Rewrite the lines of the listing from the line with "Exam question 7: The image above contains the sunburst." to the line with "256 57 400 172", requests included, and reduce every coordinate in the answers by 92.

▼

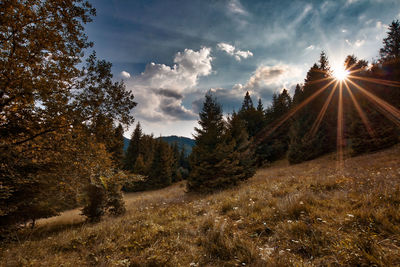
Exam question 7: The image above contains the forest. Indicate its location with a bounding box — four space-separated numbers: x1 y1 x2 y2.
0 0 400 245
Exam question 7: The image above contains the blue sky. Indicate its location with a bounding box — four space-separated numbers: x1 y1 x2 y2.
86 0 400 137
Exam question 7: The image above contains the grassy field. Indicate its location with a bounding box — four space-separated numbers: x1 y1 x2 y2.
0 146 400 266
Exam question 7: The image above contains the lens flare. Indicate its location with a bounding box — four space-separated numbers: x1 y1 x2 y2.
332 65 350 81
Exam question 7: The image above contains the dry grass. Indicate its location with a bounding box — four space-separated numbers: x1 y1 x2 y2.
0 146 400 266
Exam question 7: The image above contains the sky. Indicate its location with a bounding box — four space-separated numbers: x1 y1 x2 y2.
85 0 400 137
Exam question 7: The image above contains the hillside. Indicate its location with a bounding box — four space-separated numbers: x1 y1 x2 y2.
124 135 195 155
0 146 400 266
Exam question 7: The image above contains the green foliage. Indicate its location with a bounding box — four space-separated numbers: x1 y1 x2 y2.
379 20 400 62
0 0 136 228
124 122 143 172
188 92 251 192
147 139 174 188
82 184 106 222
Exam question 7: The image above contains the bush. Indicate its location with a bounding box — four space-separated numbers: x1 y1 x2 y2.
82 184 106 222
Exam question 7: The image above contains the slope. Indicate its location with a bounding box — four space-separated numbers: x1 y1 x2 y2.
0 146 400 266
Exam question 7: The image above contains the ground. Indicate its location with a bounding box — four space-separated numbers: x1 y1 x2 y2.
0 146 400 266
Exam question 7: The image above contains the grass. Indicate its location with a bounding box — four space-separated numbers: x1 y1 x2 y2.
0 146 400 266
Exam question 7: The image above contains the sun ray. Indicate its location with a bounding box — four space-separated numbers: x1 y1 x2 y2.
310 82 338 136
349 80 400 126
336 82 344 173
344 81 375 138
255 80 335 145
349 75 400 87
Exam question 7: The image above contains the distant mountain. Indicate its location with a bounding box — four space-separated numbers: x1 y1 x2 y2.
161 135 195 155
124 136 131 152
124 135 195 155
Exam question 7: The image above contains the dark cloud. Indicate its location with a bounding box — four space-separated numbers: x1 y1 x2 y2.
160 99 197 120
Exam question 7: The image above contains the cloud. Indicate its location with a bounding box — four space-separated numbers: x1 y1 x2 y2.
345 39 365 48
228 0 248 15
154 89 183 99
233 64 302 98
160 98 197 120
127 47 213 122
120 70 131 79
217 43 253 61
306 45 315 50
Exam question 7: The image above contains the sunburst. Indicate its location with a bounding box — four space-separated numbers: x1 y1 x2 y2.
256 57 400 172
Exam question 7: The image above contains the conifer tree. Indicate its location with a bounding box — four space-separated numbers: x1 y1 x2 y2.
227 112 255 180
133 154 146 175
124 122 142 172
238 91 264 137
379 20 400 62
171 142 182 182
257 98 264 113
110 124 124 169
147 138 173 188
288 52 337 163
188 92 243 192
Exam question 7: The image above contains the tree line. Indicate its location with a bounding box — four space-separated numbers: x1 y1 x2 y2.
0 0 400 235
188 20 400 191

▲

--- TASK ANSWER ---
Exam question 7: The image above contains the sunburst. Indicate its location with a bounding box — four space-separated numbers: x1 y1 x2 y2.
164 -35 308 80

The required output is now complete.